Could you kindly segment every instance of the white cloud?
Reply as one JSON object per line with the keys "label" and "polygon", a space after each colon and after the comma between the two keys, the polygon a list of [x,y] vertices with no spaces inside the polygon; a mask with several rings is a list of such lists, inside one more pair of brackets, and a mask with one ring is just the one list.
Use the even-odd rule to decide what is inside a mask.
==
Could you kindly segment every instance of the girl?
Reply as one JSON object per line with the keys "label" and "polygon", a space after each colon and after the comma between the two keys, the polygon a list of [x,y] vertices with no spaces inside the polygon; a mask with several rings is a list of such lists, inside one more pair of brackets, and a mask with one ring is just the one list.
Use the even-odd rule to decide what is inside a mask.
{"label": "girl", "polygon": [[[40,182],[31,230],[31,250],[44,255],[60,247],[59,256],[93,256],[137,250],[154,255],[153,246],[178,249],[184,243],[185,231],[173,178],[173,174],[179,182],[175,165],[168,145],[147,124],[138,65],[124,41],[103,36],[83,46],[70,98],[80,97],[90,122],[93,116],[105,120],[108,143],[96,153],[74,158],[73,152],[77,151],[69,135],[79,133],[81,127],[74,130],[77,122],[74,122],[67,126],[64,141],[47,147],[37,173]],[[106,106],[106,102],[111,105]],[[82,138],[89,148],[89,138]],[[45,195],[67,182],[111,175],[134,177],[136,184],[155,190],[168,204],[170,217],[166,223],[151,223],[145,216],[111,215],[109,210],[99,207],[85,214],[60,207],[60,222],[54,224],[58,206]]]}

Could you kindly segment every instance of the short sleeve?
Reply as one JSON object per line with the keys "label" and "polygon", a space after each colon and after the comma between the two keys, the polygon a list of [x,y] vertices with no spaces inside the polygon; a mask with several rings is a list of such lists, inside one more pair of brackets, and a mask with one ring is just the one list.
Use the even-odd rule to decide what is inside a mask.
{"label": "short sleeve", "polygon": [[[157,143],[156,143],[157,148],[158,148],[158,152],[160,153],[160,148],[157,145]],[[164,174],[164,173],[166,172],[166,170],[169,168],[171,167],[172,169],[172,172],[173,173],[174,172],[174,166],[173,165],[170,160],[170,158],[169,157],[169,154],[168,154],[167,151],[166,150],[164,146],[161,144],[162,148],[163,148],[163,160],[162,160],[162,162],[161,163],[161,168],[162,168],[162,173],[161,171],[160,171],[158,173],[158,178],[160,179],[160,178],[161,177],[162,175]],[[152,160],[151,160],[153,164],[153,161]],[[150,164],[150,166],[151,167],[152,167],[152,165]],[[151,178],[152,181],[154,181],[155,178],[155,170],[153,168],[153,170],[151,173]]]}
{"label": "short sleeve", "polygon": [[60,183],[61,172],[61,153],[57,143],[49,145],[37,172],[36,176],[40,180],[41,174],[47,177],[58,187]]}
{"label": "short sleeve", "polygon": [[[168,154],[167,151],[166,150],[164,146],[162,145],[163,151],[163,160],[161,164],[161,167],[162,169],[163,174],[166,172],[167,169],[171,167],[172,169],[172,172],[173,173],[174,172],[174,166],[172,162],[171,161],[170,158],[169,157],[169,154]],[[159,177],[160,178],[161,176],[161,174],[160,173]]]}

* **What is needed**:
State how many lines of the records above contain the string "every", matching case exactly, and give only the number.

* **Output of the exercise**:
3